_Task requirements_
Make an exact copy of every entry below, with the pictures left out.

_Data records_
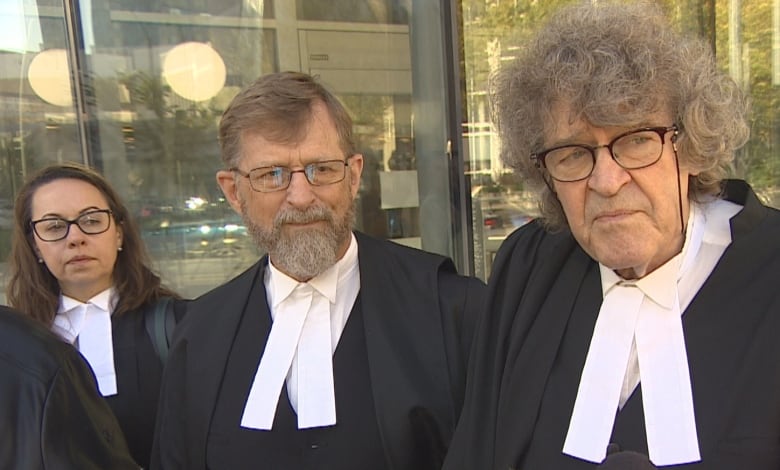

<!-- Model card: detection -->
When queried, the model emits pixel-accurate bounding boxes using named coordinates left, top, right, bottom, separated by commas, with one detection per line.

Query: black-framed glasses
left=531, top=125, right=678, bottom=182
left=31, top=209, right=113, bottom=242
left=230, top=158, right=352, bottom=192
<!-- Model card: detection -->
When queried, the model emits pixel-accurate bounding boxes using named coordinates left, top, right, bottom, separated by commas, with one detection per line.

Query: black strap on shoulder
left=145, top=297, right=172, bottom=365
left=164, top=298, right=176, bottom=347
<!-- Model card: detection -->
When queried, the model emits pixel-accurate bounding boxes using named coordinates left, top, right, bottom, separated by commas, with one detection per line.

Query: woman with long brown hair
left=6, top=162, right=184, bottom=469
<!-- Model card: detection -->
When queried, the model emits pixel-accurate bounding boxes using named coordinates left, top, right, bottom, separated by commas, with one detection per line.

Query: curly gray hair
left=490, top=1, right=749, bottom=230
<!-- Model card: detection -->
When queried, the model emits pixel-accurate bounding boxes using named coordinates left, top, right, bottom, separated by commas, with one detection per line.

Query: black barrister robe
left=443, top=180, right=780, bottom=470
left=151, top=231, right=486, bottom=470
left=106, top=300, right=185, bottom=469
left=0, top=305, right=138, bottom=469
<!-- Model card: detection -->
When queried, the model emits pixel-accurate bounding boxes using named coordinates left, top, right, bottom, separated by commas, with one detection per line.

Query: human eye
left=79, top=212, right=105, bottom=227
left=252, top=167, right=287, bottom=187
left=41, top=218, right=66, bottom=230
left=306, top=160, right=344, bottom=184
left=37, top=218, right=67, bottom=236
left=311, top=161, right=342, bottom=175
left=550, top=146, right=590, bottom=168
left=613, top=130, right=662, bottom=166
left=619, top=130, right=659, bottom=148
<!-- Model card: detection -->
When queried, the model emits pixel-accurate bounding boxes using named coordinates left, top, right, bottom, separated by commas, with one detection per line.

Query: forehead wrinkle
left=240, top=103, right=342, bottom=170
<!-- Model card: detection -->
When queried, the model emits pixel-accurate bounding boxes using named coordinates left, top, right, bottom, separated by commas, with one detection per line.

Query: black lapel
left=184, top=260, right=267, bottom=463
left=676, top=182, right=775, bottom=458
left=354, top=232, right=454, bottom=469
left=495, top=244, right=597, bottom=467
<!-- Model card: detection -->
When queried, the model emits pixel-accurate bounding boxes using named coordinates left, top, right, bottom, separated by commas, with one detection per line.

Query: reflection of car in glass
left=483, top=213, right=504, bottom=230
left=484, top=210, right=532, bottom=231
left=141, top=214, right=254, bottom=259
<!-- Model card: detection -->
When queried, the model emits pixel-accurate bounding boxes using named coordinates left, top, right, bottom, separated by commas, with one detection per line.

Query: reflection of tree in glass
left=462, top=0, right=778, bottom=208
left=117, top=71, right=222, bottom=205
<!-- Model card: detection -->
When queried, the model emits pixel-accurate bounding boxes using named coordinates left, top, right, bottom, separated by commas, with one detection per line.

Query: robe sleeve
left=443, top=222, right=580, bottom=470
left=41, top=349, right=139, bottom=469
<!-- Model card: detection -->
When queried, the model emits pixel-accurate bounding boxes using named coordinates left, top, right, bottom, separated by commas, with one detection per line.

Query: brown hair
left=219, top=71, right=356, bottom=168
left=491, top=1, right=749, bottom=230
left=6, top=162, right=178, bottom=326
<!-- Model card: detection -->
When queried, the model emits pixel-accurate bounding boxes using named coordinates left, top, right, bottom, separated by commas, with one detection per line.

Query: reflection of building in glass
left=0, top=0, right=776, bottom=289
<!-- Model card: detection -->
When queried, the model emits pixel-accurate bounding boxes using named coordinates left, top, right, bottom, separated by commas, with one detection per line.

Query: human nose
left=586, top=146, right=631, bottom=195
left=284, top=169, right=317, bottom=207
left=65, top=222, right=87, bottom=245
left=287, top=168, right=310, bottom=182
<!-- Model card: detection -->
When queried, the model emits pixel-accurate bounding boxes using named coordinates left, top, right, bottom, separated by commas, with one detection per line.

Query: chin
left=595, top=249, right=645, bottom=271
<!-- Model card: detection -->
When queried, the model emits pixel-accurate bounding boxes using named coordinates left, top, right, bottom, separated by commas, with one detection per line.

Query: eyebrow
left=250, top=157, right=344, bottom=168
left=546, top=122, right=664, bottom=148
left=37, top=206, right=104, bottom=219
left=545, top=131, right=592, bottom=149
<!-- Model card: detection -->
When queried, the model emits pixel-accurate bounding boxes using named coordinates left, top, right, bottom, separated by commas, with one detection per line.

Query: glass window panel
left=108, top=0, right=274, bottom=18
left=0, top=1, right=83, bottom=300
left=82, top=1, right=278, bottom=298
left=296, top=0, right=409, bottom=24
left=2, top=0, right=461, bottom=300
left=5, top=0, right=778, bottom=295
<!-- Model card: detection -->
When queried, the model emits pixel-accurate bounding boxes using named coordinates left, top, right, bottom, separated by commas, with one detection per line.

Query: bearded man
left=151, top=71, right=485, bottom=470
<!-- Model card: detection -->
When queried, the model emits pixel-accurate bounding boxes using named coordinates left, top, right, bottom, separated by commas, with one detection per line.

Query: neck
left=62, top=284, right=111, bottom=303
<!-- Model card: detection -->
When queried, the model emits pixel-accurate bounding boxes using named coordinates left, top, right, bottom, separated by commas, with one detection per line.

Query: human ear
left=347, top=154, right=364, bottom=198
left=216, top=170, right=243, bottom=214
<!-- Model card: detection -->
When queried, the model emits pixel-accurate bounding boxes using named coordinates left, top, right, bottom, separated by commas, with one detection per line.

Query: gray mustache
left=275, top=206, right=331, bottom=225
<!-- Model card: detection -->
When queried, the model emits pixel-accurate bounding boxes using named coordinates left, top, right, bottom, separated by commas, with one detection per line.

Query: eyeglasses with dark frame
left=31, top=209, right=114, bottom=242
left=230, top=158, right=353, bottom=193
left=531, top=125, right=679, bottom=183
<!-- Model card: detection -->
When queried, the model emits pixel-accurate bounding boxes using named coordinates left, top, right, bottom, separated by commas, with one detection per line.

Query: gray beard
left=240, top=200, right=355, bottom=281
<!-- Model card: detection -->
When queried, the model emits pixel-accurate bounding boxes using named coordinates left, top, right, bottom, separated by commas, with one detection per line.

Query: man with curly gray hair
left=444, top=2, right=780, bottom=469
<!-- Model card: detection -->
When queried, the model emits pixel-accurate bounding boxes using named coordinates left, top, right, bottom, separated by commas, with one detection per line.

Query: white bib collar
left=241, top=233, right=360, bottom=430
left=53, top=287, right=118, bottom=396
left=564, top=198, right=741, bottom=465
left=564, top=204, right=705, bottom=465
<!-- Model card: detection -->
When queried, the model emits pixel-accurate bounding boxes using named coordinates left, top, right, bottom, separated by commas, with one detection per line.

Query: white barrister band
left=295, top=289, right=336, bottom=428
left=635, top=287, right=699, bottom=464
left=55, top=289, right=117, bottom=396
left=78, top=303, right=118, bottom=396
left=241, top=285, right=311, bottom=430
left=563, top=282, right=644, bottom=463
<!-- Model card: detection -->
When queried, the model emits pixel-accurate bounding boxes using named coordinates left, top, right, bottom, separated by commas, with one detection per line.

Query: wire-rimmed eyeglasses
left=230, top=158, right=352, bottom=192
left=31, top=209, right=114, bottom=242
left=531, top=125, right=679, bottom=182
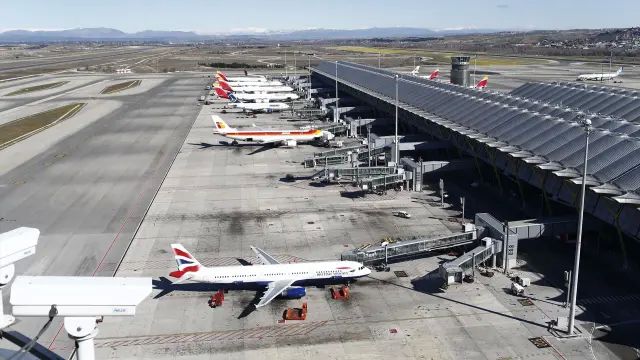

_Answer area_
<!-- Model card: detection -->
When queried, the model emits pixel-accurate bounding boxes using named coordinates left, top, right, bottom, separated by commas, with one detection per line.

Query: black-framed glasses
left=531, top=125, right=678, bottom=182
left=31, top=209, right=113, bottom=242
left=230, top=158, right=352, bottom=192
<!-- Model card: detection -->
When queried, the model emits pixel-accurate bounding boxes using named coordinates left, top, right, bottom, separated by commas, with one detection per line.

Query: black strap on shoulder
left=145, top=297, right=172, bottom=365
left=164, top=298, right=176, bottom=347
<!-- Model card: detection -->
When queried, the model emits pixel-accurate bounding boxes using named coordinates left, top, right, bottom, separated by commas, with one detection per line.

Query: woman with long brown hair
left=6, top=162, right=184, bottom=469
<!-- Model card: detection -->
When queried, the model emits pixel-accurate bounding boxes using named coordinates left, top, right, bottom, separated by commas, with one detection per line.

Query: curly gray hair
left=490, top=1, right=749, bottom=230
<!-- Model card: detection -->
When queried, the model emits pixel-accurate bounding boxes using named coordinates left, top, right, bottom, separated by commas, with one detection per line.

Query: black barrister robe
left=443, top=180, right=780, bottom=470
left=151, top=231, right=486, bottom=470
left=106, top=300, right=185, bottom=469
left=0, top=305, right=138, bottom=469
<!-- Model card: detection -->
When queried, the model emits pixel-accurate bounding boxes using named coordinates left, top, right, bottom, separated by commas, with one detection per line.

Query: human eye
left=79, top=212, right=105, bottom=227
left=252, top=167, right=287, bottom=187
left=41, top=218, right=66, bottom=230
left=306, top=160, right=344, bottom=184
left=37, top=218, right=67, bottom=236
left=311, top=161, right=342, bottom=175
left=550, top=146, right=590, bottom=168
left=613, top=130, right=662, bottom=166
left=619, top=130, right=659, bottom=148
<!-- Model card: detection -->
When queried, the model emits pixel-accurate bounding boxes using named coordinates left, top, right, bottom, separated by commas, with one detection per line.

Query: forehead wrinkle
left=240, top=103, right=342, bottom=170
<!-- Model card: detection -->
When queried, the model emits pixel-accurate bounding boxes using named coordinates left, top, right, bottom, separated by commas, with one detection per line.

Query: black lapel
left=184, top=260, right=267, bottom=463
left=676, top=182, right=775, bottom=458
left=354, top=232, right=454, bottom=469
left=495, top=244, right=597, bottom=467
<!-- Model card: detection -->
When queried, the model emits pixel-accurate bounding boxes using named coordinates left, top, right, bottom, separated by commas, with one detection per line.

Query: reflection of car in glass
left=483, top=213, right=504, bottom=230
left=484, top=210, right=532, bottom=231
left=141, top=214, right=254, bottom=259
<!-- Model card: detection -->
When queried, the model emits pixel-accurate bounding boxes using named coordinates left, top, right, bottom, separated by commas, with one detection per line.

Query: reflection of tree in glass
left=462, top=0, right=778, bottom=208
left=117, top=71, right=222, bottom=205
<!-- Model card: detection -->
When queried, the model emits pixel-accurate bounding boxes using named coordinates left, top, right, bottom, separated by commas, with one detection per line.

Query: robe sleeve
left=443, top=222, right=580, bottom=470
left=41, top=349, right=139, bottom=469
<!-- Model card: detection -->
When queried, the model emits pixel-accurate bounding boxes using named coordinates left, top, right, bottom, separated by commas, with one detection per line.

Query: brown hair
left=219, top=71, right=356, bottom=168
left=491, top=1, right=749, bottom=230
left=6, top=162, right=178, bottom=326
<!-- Model card: detection -->
When queried, the model emits pixel-accurate bounding boxes using named coordinates left, top, right, bottom, separated by commas, with one detection per line.

Query: reflection of building in glass
left=0, top=0, right=776, bottom=289
<!-- Model card: detection -->
When queried, the model emits pixel-accurate bounding boxes using named coordinates left, top, right, bottom, separated by commas, with one detection per line.

Query: human nose
left=586, top=146, right=631, bottom=195
left=284, top=169, right=317, bottom=207
left=65, top=222, right=87, bottom=245
left=287, top=168, right=310, bottom=182
<!-- Model card: detection -->
When queried, the model emits pixel-accurate bounding boxes using named coordinates left, top, right, bottom, separated by commas, with one detection per line.

Query: chin
left=595, top=249, right=645, bottom=271
<!-- Model card: detection -->
When queried, the model emits pixel-accurate bounding boxes using named coordinates left, top, right, bottom, separated by commas, with one detection per line.

Query: eyebrow
left=250, top=157, right=344, bottom=168
left=546, top=122, right=664, bottom=148
left=37, top=206, right=104, bottom=219
left=545, top=131, right=592, bottom=149
<!-- Model card: detection -->
When queried, the model emits pixel-accurate bounding boxes using named coordinates left, top, right, bottom, separated by commas, with one detection per line.

Query: glass window panel
left=108, top=0, right=274, bottom=18
left=0, top=1, right=83, bottom=300
left=82, top=1, right=278, bottom=298
left=296, top=0, right=409, bottom=24
left=2, top=0, right=461, bottom=300
left=5, top=0, right=778, bottom=295
<!-- Model card: detection -->
When queried, the model emits pixel-accurate bounding boxes using named coordinates left, top, right, bottom, separated by commas, with one detection per line.

Query: bearded man
left=151, top=71, right=485, bottom=470
<!-- Model card: detection -->
When queried, the model emits pixel-accurate bounding boxes using named coordinates left, top, right, bottom, separated by commas, with one detection per line.

Query: neck
left=62, top=284, right=111, bottom=303
<!-- Model card: detection -->
When queried, the model emits pixel-accurate bounding boxes using named coordinates left, top, right, bottom, separated by commas, with one detection per line.

Query: human ear
left=347, top=154, right=364, bottom=198
left=216, top=170, right=243, bottom=214
<!-- Model card: detection -->
When queried, the model emits pixel-accurate bounding boxes using named coordinates left, top, right, bottom, separated by commas, with one detection per line.

Query: gray mustache
left=275, top=206, right=331, bottom=225
<!-- Model card: detection -->
When queried, the model emits pixel-accurate bounding boxes using named coordinates left, top, right, bottom, separated by commas, with one detection per line.

Query: eyeglasses with dark frame
left=31, top=209, right=114, bottom=242
left=230, top=158, right=353, bottom=193
left=531, top=125, right=679, bottom=183
<!-- Model card: detection -->
When queried, the model emits pixel-accurate bounding boxes using named coordinates left, top, right, bottom, separated by commas, with one detection per line.

Query: gray beard
left=240, top=200, right=355, bottom=281
<!-- Model card: detection -->
When queried, the model emits pixel-accurate bounding boxes using named coordinates left, top, right, bottom, separated by commas, with one detection per line.

Query: man with curly gray hair
left=444, top=2, right=780, bottom=469
<!-- Model card: detection -->
When queried, the model emits pixel-accurate bounding boxes using named coordinates left, top, right, bottom, separated by commas, with one detection per line.

Query: white bib collar
left=241, top=233, right=360, bottom=430
left=53, top=287, right=118, bottom=396
left=564, top=198, right=741, bottom=465
left=564, top=204, right=705, bottom=465
<!-- Model card: detection -->
When queried, the model emits pixel-accurate bounding boxes using named coordinates left, top, right, bottom, separated by commas, with one detection per line.

Query: white barrister band
left=295, top=289, right=336, bottom=428
left=635, top=287, right=699, bottom=464
left=55, top=289, right=117, bottom=396
left=78, top=303, right=118, bottom=396
left=241, top=285, right=311, bottom=430
left=563, top=282, right=644, bottom=463
<!-- Model card: detection -->
When queried, the model emits pixel-accurate bounding boxes using named coordinates left, top, right, bottom, separated by commas, with one detection per line.

Query: wire-rimmed eyeglasses
left=230, top=158, right=352, bottom=192
left=31, top=209, right=114, bottom=242
left=531, top=125, right=679, bottom=182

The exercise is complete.